# Problem requirements:
Count how many of the lines below contain the string "wooden", treating uppercase and lowercase as different. Give only the number.
>> Start
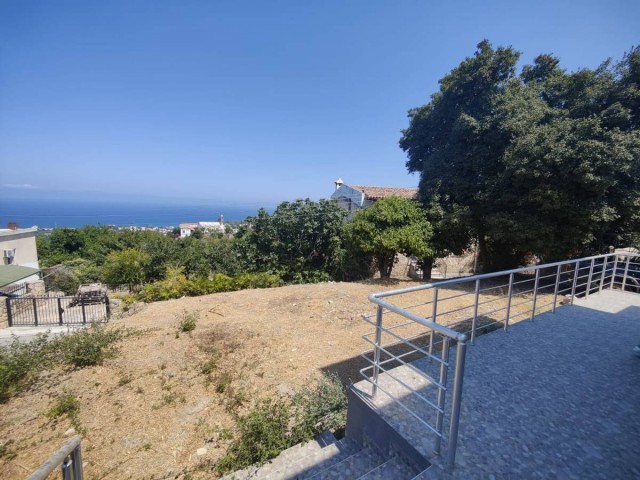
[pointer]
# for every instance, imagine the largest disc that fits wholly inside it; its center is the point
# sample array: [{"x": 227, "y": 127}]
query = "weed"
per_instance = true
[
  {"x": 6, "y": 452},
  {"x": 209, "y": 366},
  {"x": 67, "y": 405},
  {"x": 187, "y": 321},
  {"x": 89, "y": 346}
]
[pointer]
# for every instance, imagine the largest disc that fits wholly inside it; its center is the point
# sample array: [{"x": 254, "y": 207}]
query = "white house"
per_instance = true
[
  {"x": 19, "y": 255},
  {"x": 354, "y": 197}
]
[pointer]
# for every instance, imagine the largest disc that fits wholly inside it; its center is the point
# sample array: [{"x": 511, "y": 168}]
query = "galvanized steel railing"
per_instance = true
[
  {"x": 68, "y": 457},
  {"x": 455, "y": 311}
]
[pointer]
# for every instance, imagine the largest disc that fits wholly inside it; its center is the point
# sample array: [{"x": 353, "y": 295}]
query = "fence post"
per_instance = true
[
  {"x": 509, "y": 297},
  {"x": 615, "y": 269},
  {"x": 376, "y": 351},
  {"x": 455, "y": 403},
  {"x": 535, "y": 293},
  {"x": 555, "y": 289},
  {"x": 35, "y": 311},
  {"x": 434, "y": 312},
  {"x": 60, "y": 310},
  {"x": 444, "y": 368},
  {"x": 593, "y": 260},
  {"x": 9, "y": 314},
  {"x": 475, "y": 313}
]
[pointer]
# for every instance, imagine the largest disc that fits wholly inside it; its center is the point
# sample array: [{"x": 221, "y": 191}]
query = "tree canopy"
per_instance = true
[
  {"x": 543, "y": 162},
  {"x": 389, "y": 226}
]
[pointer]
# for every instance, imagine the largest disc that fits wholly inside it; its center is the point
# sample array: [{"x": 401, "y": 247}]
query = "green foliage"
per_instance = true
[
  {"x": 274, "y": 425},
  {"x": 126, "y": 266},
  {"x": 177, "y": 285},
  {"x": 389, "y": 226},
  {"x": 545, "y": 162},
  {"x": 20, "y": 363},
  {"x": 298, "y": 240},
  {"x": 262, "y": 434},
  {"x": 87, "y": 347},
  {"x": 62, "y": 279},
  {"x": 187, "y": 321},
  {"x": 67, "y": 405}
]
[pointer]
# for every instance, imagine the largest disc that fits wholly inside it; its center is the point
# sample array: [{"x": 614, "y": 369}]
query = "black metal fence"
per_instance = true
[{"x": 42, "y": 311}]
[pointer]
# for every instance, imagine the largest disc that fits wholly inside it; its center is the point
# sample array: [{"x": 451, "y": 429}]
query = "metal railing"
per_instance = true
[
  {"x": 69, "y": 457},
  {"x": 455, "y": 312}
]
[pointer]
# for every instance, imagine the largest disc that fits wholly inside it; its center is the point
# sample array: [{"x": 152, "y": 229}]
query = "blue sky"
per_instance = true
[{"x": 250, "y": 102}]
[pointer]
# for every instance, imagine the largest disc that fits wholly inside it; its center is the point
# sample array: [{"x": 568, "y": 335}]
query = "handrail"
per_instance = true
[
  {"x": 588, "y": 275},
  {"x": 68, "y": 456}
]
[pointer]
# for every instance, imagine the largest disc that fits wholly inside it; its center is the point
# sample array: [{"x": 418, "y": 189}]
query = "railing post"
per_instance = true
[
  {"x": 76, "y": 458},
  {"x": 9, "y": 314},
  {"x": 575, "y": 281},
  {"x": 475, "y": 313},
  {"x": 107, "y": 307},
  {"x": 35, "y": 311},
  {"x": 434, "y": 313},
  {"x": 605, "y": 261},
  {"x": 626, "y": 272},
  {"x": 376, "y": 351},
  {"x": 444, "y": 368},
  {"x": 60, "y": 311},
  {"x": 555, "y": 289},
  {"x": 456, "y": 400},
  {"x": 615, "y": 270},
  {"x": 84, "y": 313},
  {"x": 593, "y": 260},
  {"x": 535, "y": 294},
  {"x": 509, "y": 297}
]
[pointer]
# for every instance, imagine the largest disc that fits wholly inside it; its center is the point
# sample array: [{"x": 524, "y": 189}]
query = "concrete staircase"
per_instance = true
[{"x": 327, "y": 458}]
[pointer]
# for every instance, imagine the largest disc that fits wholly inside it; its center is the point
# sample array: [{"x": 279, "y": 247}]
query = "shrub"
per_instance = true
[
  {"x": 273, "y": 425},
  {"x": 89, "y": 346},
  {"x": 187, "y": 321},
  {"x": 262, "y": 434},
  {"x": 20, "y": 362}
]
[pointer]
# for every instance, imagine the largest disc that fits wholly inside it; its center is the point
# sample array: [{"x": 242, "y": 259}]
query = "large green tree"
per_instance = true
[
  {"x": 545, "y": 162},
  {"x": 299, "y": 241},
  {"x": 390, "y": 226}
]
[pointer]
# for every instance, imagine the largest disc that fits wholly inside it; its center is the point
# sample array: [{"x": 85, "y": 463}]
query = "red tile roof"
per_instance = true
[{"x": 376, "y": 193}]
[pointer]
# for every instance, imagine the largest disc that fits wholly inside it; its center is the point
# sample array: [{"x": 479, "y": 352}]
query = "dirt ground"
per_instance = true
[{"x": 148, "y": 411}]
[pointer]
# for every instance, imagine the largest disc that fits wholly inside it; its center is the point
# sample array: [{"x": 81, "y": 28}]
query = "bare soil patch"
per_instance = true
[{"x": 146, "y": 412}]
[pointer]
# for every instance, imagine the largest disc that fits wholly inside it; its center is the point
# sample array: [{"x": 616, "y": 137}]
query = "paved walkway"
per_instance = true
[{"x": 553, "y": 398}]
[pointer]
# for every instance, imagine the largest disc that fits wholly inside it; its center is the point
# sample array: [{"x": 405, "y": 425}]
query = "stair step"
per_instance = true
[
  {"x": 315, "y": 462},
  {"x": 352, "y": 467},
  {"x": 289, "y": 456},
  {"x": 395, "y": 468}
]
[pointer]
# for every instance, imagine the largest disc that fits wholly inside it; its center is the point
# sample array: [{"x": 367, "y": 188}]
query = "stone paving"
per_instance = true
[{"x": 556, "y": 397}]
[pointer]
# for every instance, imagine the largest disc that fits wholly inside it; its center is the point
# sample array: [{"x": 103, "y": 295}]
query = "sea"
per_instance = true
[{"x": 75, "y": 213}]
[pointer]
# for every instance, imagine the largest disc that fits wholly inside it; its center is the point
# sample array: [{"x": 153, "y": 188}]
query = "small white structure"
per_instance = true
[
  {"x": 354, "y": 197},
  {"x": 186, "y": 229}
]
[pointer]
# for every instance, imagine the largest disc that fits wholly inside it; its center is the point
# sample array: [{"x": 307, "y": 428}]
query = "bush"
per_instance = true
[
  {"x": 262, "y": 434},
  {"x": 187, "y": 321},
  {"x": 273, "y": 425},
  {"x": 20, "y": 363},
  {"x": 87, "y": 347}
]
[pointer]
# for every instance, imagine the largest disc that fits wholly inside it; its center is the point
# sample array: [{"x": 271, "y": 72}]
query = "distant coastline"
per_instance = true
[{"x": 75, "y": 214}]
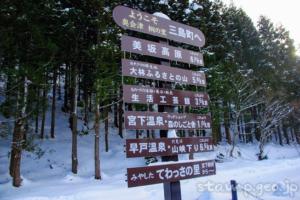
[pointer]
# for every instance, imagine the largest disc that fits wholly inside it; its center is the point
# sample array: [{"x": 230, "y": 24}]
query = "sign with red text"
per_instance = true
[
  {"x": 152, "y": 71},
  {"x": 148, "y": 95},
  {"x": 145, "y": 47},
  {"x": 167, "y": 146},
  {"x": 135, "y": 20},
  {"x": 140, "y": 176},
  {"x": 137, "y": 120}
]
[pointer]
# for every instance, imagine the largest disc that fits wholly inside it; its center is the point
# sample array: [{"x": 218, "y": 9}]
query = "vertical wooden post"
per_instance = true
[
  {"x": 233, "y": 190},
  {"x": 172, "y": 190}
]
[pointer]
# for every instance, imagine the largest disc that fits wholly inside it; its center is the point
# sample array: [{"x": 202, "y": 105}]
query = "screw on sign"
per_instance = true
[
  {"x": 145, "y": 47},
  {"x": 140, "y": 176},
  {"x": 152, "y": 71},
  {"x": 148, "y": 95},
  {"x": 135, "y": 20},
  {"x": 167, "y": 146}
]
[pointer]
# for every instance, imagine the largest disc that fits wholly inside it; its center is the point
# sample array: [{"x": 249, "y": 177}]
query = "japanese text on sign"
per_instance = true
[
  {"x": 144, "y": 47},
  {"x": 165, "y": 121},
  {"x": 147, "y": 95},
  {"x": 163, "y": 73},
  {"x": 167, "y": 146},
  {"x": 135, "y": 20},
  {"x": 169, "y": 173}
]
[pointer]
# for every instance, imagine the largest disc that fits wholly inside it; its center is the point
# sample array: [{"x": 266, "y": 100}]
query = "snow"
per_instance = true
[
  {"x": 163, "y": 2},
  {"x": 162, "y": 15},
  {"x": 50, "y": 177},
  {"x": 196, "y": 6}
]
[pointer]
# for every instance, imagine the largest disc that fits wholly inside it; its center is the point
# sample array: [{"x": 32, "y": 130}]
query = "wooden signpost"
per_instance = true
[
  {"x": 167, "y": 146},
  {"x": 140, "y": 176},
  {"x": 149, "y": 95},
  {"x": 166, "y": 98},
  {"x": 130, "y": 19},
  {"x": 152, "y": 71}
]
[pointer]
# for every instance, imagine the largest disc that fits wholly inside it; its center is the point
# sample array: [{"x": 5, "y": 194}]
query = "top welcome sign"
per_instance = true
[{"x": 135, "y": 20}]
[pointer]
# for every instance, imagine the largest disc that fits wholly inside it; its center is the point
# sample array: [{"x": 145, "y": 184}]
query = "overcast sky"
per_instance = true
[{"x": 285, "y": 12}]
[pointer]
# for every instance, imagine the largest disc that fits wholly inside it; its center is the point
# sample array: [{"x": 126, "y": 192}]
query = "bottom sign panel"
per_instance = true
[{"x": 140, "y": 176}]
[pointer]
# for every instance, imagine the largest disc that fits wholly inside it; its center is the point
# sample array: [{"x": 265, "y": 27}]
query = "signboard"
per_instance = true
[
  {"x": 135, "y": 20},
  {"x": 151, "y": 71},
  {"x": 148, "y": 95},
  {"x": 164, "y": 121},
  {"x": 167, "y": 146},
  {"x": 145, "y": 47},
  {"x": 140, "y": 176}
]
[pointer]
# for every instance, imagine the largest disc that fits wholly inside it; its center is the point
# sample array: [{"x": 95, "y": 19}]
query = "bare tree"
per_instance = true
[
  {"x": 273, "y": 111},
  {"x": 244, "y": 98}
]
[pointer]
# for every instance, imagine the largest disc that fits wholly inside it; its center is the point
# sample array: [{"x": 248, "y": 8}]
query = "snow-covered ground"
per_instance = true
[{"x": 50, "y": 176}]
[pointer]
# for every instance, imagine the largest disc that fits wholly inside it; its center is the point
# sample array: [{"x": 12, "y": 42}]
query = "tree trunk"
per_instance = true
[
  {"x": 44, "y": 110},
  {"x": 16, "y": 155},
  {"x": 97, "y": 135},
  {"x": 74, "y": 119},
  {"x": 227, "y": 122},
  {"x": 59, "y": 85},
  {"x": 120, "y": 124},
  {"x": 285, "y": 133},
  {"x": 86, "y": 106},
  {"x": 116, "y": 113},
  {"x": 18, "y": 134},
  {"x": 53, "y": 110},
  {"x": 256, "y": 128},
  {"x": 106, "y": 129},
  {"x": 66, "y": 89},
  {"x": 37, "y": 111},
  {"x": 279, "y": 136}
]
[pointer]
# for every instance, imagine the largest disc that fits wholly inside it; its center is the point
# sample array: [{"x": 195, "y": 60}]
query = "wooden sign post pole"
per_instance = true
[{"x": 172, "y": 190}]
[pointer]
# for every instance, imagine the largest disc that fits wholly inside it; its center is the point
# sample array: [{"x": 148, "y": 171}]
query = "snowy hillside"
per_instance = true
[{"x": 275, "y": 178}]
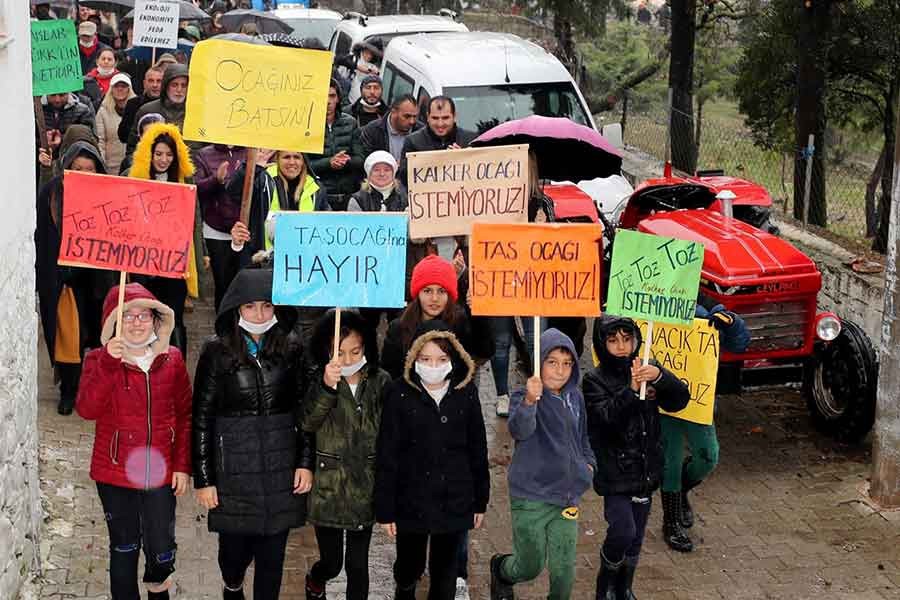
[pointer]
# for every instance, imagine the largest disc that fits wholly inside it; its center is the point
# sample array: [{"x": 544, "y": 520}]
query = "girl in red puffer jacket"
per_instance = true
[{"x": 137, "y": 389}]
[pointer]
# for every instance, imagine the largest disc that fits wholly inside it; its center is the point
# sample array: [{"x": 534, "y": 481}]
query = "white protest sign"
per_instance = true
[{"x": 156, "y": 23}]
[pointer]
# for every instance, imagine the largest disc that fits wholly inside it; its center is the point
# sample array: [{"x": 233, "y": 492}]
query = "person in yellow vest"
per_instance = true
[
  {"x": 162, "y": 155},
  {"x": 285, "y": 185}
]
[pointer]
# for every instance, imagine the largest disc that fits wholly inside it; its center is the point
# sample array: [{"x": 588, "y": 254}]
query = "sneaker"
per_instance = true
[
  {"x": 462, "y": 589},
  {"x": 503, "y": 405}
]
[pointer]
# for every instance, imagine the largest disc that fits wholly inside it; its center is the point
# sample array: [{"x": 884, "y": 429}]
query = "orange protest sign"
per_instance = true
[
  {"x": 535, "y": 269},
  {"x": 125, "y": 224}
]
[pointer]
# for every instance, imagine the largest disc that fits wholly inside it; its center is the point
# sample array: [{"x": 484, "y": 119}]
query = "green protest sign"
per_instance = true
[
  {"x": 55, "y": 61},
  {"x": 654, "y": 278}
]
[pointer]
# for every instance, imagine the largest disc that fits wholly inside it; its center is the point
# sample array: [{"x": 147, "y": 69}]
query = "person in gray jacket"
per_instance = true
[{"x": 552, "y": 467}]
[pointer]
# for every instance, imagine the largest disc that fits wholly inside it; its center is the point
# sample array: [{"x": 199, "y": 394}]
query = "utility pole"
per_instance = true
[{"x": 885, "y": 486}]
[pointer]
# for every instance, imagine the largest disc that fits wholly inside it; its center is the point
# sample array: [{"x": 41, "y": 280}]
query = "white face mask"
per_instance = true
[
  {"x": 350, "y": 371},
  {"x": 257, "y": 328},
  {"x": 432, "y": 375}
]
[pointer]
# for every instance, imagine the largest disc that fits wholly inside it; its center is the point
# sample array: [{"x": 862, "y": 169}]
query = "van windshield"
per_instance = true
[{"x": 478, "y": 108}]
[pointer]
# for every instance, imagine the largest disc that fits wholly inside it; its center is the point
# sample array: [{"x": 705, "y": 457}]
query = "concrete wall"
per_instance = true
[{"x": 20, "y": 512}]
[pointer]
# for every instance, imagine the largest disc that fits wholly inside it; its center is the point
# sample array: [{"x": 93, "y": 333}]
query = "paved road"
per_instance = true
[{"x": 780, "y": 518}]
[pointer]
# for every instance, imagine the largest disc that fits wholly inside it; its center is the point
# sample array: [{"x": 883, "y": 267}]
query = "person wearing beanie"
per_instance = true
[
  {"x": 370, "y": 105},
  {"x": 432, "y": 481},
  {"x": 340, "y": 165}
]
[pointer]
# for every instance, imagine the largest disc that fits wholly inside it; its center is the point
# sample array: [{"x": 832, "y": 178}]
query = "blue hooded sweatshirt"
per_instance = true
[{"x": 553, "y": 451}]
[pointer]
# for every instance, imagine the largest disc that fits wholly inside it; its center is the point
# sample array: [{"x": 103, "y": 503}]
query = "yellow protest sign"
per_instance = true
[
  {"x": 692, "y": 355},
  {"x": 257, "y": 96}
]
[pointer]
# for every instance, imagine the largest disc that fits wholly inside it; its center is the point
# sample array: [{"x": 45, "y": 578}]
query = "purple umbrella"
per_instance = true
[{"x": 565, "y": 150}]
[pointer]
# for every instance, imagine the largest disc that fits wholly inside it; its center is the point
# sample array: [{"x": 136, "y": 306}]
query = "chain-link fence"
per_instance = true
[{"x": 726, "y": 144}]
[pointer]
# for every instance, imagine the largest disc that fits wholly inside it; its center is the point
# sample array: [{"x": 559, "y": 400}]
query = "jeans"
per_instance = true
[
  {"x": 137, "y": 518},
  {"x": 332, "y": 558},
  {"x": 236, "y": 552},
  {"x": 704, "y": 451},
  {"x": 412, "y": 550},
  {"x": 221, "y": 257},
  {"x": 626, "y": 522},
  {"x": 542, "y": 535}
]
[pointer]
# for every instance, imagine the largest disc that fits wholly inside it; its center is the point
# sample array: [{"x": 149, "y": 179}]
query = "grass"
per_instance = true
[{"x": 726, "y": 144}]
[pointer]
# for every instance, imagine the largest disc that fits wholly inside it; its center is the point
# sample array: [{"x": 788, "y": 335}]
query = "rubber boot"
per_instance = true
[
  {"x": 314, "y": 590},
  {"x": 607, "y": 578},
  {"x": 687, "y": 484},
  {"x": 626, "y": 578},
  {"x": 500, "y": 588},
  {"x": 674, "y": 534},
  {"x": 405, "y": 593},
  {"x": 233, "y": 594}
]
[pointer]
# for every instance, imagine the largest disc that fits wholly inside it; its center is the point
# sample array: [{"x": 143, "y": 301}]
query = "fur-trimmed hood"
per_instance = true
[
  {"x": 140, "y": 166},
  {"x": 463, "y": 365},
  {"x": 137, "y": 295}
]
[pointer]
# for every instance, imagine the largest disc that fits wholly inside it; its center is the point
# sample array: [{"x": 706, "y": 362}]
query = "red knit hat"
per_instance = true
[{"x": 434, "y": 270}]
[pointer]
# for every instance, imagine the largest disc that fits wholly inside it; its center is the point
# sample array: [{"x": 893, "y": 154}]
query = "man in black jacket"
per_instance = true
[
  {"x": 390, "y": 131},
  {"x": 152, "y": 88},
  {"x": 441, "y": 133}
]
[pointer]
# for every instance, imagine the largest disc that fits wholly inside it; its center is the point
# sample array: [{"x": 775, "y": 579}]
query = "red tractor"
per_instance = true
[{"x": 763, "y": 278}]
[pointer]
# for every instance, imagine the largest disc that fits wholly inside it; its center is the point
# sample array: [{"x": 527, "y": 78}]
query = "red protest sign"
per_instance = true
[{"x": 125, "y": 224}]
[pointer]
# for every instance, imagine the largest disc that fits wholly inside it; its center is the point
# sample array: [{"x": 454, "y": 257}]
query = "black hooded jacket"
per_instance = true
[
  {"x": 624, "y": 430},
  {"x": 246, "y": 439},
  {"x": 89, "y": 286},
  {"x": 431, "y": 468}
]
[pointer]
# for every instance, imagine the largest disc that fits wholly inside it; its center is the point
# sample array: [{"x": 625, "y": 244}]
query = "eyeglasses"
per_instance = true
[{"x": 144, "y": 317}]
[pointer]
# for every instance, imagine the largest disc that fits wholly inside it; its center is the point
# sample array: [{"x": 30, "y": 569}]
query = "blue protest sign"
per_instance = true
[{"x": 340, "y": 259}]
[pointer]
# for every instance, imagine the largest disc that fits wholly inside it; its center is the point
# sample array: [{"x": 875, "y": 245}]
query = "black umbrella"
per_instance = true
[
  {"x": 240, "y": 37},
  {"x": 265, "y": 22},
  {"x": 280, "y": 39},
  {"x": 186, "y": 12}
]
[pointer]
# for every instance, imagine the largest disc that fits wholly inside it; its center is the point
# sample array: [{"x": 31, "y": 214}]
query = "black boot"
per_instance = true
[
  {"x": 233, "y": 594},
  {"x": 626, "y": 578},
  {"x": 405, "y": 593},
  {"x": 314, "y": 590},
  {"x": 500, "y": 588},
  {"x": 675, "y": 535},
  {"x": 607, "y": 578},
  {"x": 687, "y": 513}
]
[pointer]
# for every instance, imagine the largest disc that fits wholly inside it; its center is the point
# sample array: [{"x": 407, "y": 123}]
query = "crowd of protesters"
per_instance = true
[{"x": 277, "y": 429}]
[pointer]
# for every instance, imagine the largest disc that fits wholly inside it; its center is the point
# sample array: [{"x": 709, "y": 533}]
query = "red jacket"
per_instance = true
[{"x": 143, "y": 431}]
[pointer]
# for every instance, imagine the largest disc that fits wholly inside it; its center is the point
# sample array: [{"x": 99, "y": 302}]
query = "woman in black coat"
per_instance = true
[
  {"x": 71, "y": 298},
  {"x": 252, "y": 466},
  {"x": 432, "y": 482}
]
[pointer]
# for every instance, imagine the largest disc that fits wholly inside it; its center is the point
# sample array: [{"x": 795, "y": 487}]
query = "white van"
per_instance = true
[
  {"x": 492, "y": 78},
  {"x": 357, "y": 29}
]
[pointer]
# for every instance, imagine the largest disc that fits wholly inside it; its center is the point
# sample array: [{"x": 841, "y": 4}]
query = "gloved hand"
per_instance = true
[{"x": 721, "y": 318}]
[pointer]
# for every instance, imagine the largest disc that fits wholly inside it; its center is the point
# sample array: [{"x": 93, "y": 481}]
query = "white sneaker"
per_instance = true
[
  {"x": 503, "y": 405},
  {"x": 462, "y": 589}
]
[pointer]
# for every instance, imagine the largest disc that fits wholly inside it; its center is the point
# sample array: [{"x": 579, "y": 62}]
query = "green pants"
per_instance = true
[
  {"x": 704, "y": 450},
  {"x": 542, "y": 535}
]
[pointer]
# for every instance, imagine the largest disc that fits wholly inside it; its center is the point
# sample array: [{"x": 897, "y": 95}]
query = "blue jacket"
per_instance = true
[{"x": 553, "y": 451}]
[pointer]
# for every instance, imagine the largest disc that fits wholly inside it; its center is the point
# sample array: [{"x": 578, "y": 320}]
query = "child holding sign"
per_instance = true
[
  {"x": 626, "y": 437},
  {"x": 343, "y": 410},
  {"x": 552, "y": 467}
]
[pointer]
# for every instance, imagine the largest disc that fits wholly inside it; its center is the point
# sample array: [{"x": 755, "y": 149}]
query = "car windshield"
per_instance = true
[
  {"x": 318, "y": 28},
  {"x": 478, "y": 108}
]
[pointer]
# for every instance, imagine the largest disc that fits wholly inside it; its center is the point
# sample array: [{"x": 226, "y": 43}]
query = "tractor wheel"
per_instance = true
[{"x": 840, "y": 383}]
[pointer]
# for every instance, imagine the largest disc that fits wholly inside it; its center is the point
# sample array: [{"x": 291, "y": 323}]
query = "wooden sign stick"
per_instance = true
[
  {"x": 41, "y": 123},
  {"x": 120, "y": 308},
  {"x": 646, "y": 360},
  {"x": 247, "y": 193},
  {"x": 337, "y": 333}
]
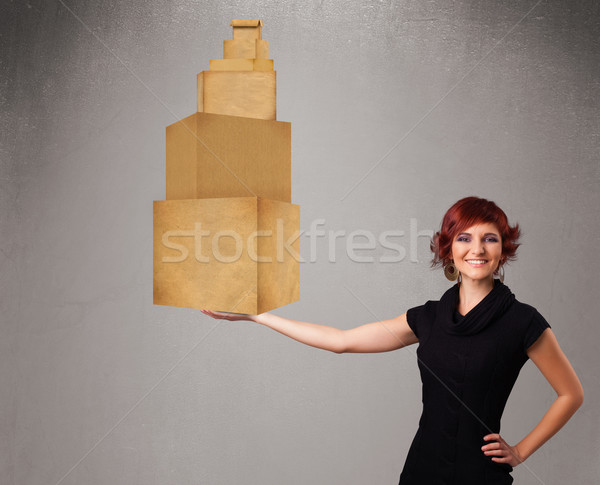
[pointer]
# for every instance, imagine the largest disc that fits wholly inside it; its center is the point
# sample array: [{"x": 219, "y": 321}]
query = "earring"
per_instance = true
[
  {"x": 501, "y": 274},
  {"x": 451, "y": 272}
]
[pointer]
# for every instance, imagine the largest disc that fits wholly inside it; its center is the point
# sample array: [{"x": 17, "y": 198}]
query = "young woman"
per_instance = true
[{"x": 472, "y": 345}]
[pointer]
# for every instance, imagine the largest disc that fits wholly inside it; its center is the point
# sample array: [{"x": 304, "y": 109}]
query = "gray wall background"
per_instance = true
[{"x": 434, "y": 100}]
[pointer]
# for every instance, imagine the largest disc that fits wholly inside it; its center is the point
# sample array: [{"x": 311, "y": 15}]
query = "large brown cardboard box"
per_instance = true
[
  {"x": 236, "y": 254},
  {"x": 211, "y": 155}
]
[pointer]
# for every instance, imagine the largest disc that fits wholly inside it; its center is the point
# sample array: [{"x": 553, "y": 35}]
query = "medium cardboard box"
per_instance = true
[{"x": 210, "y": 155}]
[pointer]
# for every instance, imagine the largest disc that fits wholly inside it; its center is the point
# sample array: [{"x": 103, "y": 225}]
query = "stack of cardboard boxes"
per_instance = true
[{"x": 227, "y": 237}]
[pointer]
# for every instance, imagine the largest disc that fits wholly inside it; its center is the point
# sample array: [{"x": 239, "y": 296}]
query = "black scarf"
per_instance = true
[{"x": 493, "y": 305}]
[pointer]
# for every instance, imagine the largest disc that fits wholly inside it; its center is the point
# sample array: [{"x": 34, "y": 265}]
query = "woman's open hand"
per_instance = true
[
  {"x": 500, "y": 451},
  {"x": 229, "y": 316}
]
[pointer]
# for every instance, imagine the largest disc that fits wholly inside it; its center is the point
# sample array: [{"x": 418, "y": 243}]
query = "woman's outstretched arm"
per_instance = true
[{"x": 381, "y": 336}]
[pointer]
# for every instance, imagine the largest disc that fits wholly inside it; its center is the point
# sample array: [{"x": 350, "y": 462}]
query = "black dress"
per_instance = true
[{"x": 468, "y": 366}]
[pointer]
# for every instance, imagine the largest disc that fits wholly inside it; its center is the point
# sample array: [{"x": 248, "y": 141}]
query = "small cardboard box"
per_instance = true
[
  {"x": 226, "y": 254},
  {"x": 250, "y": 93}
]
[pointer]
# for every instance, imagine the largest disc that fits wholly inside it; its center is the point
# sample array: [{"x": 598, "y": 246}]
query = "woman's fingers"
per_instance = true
>> End
# Result:
4